— Exercise materials —
------------------------
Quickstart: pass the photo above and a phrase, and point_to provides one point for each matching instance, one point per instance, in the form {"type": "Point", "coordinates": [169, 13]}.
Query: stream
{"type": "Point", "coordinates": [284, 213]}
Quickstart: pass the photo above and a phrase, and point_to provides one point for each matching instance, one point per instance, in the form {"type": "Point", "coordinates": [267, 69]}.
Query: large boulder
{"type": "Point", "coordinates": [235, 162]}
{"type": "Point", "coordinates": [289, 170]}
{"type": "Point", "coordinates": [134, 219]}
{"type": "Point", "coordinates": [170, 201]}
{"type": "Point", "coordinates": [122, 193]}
------------------------
— What to do —
From the listing above, copy out every line that contains the word "Quickstart".

— Output of the task —
Quickstart: pass the photo above and a phrase, and point_to provides one point for each matching instance, one point per instance, in the form {"type": "Point", "coordinates": [169, 13]}.
Quickstart: pass the photo above and a phrase, and point_to provides one point for each matching instance, one point per instance, in the form {"type": "Point", "coordinates": [267, 69]}.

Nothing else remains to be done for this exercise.